[start of SOURCE EXTRACT]

CELEBRITIES like Scarlett Johansson and Ed Sheeran swear by the powers of manuka honey. A small pot can cost easily command top dollar.
But how can consumers be sure they’re buying the real deal? Manuka honey has become one of New Zealand’s star exports over the last decade thanks to its purported health benefits – spurred on by celebrity endorsements and a trend towards superfoods. While there are no official industry figures for manuka honey, the total export value of all New Zealand honey has risen from 36 million New Zealand dollars (26.4 million US dollars) in 2006, to 315 million dollars in 2016, according to Apiculture New Zealand CEO Karin Cos.
However, the spike in export value over this time has undoubtedly been driven by manuka honey. While beekeepers received prices from 9.50 to 13 dollars for 1 kilogram of bulk clover honey in 2016, they cashed in if their bees had been visiting manuka blossoms, receiving anywhere from 12 to 148 dollars for the same amount.
But why are customers around the world willing to fork out top dollar for a small jar of the sticky, sweet product? There is a growing body of research that says manuka honey is beneficial for many ailments – everything from dressing wounds and aiding digestion, to boosting immunity and soothing sore throats. The celebrity endorsements also don’t hurt: Actress Scarlett Johansson uses the honey on her skin, while singer Ed Sheeran had requested it in one of his performance riders for his throat. Honey connoisseurs also say the taste differences can be detected.
“Like wines, there are differences in taste between ordinary honey and manuka honey,” says John Rawcliffe, a spokesman for the Unique Manuka Factor Honey Association (UMFHA). “There are also taste variations between different growing regions around New Zealand where manuka honey is produced,” he adds. Manuka honey has a unique, strong, slightly bitter barley-sugar taste that is typical of darker honey. Cos describes its aroma as damp earth and its appearance as anywhere from dark cream to dark brown.

[end of SOURCE EXTRACT]
[start of DATA SUPPLIED]

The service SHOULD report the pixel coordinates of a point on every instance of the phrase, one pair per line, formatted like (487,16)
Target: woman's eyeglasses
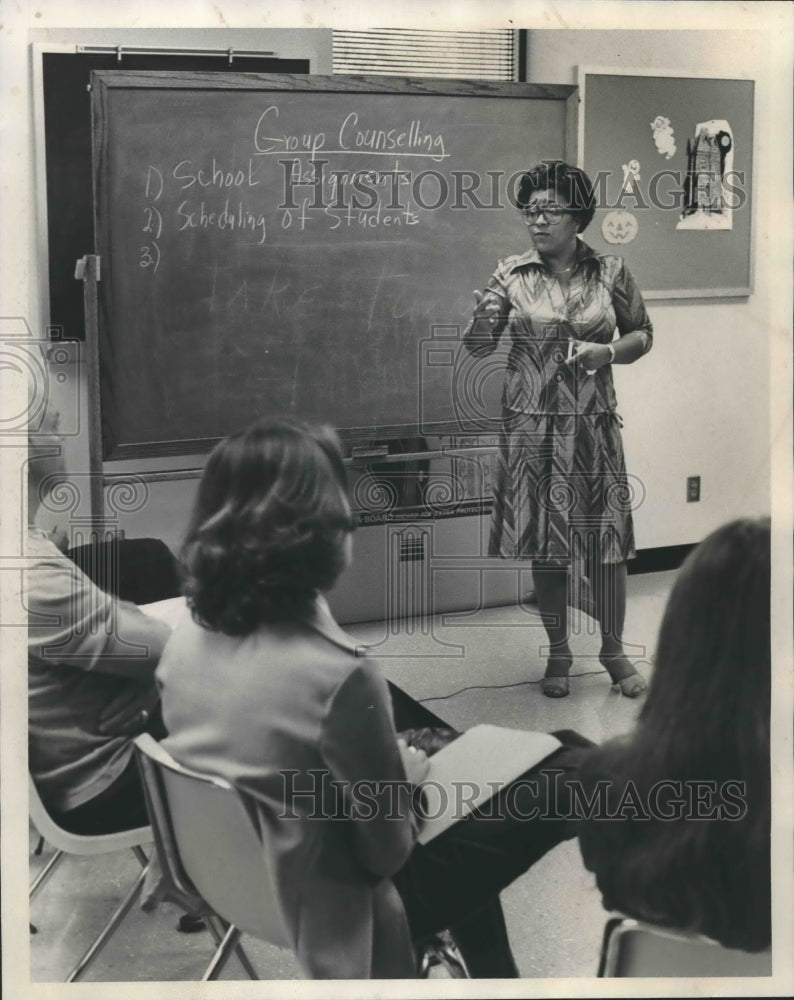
(551,213)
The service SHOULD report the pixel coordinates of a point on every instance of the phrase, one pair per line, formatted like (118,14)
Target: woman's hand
(590,356)
(129,712)
(486,307)
(415,762)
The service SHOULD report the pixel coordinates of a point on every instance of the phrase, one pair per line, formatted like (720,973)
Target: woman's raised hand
(589,356)
(415,762)
(486,307)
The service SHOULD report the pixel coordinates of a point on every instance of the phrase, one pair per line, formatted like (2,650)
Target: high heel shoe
(555,683)
(631,683)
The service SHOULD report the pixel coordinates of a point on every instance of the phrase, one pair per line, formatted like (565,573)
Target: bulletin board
(670,157)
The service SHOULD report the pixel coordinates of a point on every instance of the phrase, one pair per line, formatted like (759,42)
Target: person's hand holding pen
(589,356)
(486,309)
(414,761)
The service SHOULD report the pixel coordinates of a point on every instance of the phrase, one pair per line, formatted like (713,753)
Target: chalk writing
(349,136)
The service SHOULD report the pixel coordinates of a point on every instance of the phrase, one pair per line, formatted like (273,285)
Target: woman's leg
(608,583)
(551,589)
(454,881)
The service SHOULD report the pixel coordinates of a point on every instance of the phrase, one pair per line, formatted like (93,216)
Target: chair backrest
(636,949)
(209,843)
(79,843)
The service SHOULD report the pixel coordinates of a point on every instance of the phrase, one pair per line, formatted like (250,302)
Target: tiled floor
(554,912)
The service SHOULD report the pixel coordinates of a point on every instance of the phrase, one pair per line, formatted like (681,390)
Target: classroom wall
(697,405)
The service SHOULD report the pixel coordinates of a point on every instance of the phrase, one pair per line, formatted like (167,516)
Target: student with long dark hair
(681,837)
(263,688)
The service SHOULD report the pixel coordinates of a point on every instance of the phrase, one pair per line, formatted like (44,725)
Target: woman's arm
(359,745)
(489,318)
(633,323)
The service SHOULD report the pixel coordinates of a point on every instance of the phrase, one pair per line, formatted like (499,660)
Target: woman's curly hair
(268,527)
(570,184)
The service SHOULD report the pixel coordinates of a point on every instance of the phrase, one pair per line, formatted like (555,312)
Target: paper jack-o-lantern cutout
(619,227)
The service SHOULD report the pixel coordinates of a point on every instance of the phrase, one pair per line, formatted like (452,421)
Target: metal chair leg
(218,930)
(220,958)
(124,907)
(43,875)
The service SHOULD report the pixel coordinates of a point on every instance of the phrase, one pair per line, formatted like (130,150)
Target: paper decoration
(619,227)
(707,195)
(663,136)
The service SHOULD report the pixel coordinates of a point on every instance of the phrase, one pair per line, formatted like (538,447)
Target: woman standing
(561,494)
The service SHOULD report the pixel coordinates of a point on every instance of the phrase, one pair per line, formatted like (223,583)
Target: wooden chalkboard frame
(681,265)
(104,82)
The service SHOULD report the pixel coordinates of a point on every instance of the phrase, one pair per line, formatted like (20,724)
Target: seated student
(263,688)
(91,661)
(690,848)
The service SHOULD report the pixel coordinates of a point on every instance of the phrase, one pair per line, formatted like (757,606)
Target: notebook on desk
(171,611)
(470,770)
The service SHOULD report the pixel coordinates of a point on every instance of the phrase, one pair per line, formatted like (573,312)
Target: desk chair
(192,814)
(634,949)
(91,845)
(210,853)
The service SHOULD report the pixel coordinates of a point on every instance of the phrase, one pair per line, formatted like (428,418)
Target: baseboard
(658,560)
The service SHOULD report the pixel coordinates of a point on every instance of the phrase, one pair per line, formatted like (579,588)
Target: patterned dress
(561,491)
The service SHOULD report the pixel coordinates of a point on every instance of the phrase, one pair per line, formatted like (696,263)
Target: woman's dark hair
(570,184)
(268,526)
(705,724)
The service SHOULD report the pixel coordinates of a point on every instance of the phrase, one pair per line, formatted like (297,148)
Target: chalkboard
(301,245)
(67,134)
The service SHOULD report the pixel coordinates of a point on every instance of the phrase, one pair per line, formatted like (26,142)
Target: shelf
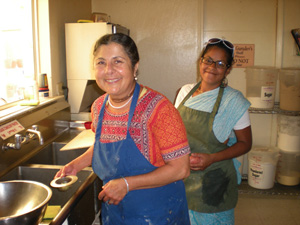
(274,110)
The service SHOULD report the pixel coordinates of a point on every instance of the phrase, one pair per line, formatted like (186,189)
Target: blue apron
(162,205)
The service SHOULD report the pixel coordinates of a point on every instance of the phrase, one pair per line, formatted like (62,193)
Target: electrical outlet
(59,88)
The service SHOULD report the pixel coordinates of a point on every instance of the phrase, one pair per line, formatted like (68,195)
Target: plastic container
(43,93)
(289,89)
(261,86)
(289,133)
(262,163)
(288,168)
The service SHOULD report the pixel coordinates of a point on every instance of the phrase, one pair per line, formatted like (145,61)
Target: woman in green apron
(218,128)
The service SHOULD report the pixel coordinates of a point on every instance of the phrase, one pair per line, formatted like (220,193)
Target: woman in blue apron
(218,128)
(141,151)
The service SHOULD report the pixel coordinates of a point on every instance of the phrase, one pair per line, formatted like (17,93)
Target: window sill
(16,110)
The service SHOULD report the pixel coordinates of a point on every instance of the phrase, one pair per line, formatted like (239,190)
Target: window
(17,59)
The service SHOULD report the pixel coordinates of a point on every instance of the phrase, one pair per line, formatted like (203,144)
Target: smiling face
(113,70)
(211,75)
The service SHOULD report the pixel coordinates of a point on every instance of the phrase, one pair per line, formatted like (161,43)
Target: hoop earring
(224,82)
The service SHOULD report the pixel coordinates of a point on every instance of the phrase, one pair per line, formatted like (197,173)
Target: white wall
(53,60)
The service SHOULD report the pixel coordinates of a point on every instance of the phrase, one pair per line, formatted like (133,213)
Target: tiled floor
(277,206)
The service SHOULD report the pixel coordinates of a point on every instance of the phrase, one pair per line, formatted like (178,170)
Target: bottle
(31,95)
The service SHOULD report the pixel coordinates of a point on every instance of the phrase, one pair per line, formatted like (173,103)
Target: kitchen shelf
(274,110)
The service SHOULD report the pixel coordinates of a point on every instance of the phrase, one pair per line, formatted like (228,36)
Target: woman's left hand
(113,191)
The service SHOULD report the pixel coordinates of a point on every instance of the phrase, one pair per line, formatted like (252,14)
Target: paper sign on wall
(9,129)
(243,55)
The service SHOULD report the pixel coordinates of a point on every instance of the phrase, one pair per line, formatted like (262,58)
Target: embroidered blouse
(156,127)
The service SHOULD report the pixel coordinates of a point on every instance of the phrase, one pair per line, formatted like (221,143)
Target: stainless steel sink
(79,203)
(51,155)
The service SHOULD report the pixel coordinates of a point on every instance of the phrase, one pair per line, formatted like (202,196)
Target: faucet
(31,133)
(19,140)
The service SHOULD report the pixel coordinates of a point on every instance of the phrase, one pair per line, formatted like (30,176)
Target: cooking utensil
(63,183)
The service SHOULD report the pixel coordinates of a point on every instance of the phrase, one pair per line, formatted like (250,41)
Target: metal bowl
(23,202)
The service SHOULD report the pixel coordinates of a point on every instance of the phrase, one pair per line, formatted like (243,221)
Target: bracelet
(127,185)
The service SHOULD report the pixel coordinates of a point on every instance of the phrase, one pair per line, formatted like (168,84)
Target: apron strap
(190,93)
(133,104)
(216,107)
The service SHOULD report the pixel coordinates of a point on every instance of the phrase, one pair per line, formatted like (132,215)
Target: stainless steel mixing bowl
(23,202)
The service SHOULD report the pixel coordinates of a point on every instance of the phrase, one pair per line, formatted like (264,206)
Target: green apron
(214,189)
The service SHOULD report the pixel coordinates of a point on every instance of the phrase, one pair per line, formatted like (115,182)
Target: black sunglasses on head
(228,44)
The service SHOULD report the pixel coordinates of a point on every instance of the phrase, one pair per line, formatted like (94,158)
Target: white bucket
(261,86)
(288,168)
(262,163)
(289,133)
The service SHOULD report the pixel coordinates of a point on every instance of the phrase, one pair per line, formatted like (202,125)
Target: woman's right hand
(68,169)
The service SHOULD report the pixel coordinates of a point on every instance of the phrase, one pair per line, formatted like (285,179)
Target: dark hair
(122,39)
(229,52)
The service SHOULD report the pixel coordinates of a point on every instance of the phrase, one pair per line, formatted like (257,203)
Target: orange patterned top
(156,127)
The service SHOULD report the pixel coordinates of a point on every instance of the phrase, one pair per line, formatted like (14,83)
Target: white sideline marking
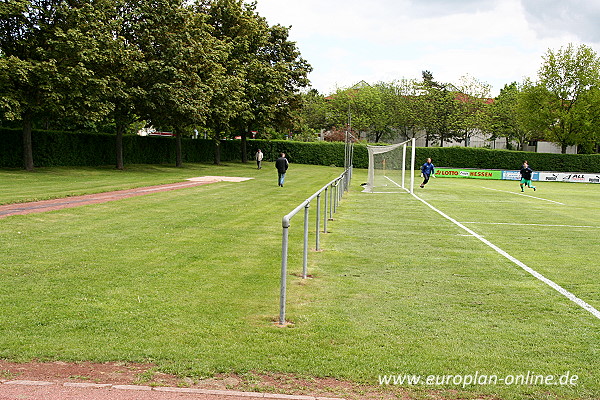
(526,195)
(516,224)
(533,272)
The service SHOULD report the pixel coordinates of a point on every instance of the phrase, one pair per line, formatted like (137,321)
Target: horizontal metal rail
(341,185)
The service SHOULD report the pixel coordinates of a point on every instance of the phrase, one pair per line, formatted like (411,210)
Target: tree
(472,108)
(46,47)
(183,62)
(440,110)
(264,71)
(507,116)
(566,76)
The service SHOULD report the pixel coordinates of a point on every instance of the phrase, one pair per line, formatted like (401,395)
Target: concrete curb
(232,393)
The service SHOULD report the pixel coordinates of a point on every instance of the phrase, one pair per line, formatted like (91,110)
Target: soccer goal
(388,168)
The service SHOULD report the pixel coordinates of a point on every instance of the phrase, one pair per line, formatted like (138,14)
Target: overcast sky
(494,41)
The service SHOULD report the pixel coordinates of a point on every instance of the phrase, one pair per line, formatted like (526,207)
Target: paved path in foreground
(42,390)
(76,201)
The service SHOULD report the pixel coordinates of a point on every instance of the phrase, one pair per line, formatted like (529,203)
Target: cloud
(559,17)
(495,41)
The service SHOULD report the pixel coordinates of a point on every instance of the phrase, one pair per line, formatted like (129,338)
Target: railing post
(305,258)
(318,218)
(332,201)
(325,213)
(285,223)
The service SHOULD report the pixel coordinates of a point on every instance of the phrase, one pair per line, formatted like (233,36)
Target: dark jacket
(281,164)
(526,173)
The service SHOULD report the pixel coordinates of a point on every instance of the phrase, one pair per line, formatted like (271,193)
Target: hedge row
(51,148)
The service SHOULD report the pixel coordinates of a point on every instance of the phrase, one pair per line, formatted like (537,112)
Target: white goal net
(389,169)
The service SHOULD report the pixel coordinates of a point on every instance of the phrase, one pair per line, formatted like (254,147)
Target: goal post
(388,167)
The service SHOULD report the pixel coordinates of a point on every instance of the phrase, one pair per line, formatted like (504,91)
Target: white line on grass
(526,195)
(394,182)
(545,225)
(533,272)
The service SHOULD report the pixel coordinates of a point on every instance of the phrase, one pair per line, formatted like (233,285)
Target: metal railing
(332,194)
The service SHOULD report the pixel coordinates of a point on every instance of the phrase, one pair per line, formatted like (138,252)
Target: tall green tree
(565,78)
(46,47)
(440,110)
(472,108)
(183,63)
(264,71)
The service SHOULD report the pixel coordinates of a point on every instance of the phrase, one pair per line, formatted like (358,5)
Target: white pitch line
(546,225)
(391,180)
(533,272)
(526,195)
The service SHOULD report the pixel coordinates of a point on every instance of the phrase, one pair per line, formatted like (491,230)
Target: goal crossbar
(377,150)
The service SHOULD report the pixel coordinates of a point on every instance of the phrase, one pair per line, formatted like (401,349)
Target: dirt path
(76,201)
(129,381)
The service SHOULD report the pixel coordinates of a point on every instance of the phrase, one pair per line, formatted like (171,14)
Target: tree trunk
(217,152)
(244,147)
(178,157)
(119,146)
(27,143)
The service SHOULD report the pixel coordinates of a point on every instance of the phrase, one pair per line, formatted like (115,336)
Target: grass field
(189,279)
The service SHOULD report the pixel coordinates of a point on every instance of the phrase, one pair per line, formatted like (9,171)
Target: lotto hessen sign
(467,173)
(516,176)
(569,177)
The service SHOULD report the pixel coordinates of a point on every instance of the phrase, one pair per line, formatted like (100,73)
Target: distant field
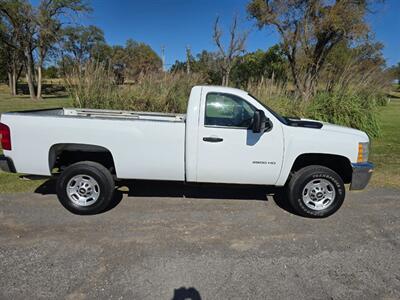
(385,150)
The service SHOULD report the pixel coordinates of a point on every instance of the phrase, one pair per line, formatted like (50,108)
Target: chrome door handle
(212,139)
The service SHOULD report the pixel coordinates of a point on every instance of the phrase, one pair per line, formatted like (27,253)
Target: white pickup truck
(227,136)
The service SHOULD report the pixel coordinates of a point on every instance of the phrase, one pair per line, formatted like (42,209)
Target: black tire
(302,177)
(97,172)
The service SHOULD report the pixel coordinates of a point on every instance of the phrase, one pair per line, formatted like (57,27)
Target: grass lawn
(385,150)
(10,183)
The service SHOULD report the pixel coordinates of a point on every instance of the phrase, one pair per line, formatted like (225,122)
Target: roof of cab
(224,89)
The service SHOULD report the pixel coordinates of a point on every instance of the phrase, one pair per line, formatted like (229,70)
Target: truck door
(230,152)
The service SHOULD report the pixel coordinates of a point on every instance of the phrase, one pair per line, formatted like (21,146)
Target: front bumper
(362,173)
(6,164)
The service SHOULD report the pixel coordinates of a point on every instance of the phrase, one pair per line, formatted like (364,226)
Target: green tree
(309,30)
(140,59)
(49,28)
(19,18)
(232,50)
(79,43)
(256,65)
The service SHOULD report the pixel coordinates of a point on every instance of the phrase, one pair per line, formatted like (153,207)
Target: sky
(176,24)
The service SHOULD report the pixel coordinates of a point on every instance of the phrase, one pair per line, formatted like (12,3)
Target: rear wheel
(85,188)
(316,191)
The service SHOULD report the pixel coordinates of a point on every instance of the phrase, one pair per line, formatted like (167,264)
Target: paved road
(156,244)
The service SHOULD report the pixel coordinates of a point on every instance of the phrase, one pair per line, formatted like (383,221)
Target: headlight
(363,152)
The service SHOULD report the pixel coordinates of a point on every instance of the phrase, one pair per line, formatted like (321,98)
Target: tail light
(5,136)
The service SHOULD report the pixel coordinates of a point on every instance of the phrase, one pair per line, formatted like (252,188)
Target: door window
(227,110)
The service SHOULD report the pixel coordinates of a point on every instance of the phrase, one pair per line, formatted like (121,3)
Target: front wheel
(316,191)
(85,188)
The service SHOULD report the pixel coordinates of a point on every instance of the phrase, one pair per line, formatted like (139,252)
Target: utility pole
(163,57)
(188,59)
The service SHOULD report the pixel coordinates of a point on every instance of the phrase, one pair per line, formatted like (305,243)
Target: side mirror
(260,122)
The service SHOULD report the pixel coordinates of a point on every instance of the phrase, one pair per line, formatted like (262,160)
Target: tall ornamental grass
(354,104)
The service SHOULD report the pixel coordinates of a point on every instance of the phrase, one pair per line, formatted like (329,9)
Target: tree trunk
(14,81)
(10,83)
(39,82)
(29,76)
(30,73)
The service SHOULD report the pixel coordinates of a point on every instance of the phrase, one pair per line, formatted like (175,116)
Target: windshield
(275,114)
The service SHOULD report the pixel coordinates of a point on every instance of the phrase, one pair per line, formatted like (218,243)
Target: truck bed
(143,145)
(105,113)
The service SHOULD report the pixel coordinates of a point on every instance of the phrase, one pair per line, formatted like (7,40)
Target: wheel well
(337,163)
(63,155)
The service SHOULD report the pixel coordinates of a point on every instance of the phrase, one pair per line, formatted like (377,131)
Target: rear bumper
(6,164)
(362,173)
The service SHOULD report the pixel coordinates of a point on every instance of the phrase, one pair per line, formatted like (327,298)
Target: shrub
(93,87)
(348,109)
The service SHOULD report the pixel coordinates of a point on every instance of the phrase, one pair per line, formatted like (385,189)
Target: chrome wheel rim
(318,194)
(83,190)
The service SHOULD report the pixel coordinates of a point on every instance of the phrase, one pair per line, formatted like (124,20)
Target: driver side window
(227,110)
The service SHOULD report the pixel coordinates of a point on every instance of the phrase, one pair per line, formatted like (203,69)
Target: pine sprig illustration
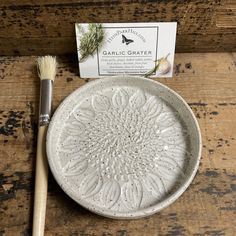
(90,40)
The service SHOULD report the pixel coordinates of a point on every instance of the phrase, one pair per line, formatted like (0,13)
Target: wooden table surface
(208,207)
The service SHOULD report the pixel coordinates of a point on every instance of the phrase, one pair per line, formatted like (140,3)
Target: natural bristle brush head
(47,67)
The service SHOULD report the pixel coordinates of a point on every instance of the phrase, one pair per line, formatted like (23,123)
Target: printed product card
(144,49)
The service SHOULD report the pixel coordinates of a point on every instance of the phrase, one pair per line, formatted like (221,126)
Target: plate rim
(140,212)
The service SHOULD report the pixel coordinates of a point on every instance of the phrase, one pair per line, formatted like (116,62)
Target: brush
(47,72)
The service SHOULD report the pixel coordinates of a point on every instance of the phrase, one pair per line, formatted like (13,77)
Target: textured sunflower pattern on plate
(123,148)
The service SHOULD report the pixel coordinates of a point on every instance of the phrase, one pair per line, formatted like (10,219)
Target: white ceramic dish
(124,147)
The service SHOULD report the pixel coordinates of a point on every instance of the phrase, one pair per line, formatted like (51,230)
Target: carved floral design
(123,144)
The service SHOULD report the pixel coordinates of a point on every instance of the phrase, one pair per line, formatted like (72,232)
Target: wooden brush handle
(41,184)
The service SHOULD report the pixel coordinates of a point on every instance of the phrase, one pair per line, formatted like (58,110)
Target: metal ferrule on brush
(45,102)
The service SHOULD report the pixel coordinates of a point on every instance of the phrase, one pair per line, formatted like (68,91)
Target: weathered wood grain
(208,207)
(39,27)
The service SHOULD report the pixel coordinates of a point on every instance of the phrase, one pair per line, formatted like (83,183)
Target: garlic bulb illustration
(162,66)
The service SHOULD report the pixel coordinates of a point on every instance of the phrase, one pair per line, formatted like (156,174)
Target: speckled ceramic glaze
(124,147)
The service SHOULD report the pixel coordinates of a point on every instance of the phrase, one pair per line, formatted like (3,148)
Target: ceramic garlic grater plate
(124,147)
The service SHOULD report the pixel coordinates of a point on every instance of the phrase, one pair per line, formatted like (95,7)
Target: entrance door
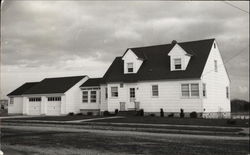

[end of DATA SUPPLIED]

GIVEN PROBLEM:
Answer these questions using the manuka honey article:
(a) What was the total export value of all New Zealand honey in 2016?
(b) What price range did beekeepers receive for 1 kilogram of bulk clover honey in 2016?
(c) How does Cos describe the aroma of manuka honey?

TASK ANSWER:
(a) 315 million dollars.
(b) From 9.50 to 13 dollars.
(c) As damp earth.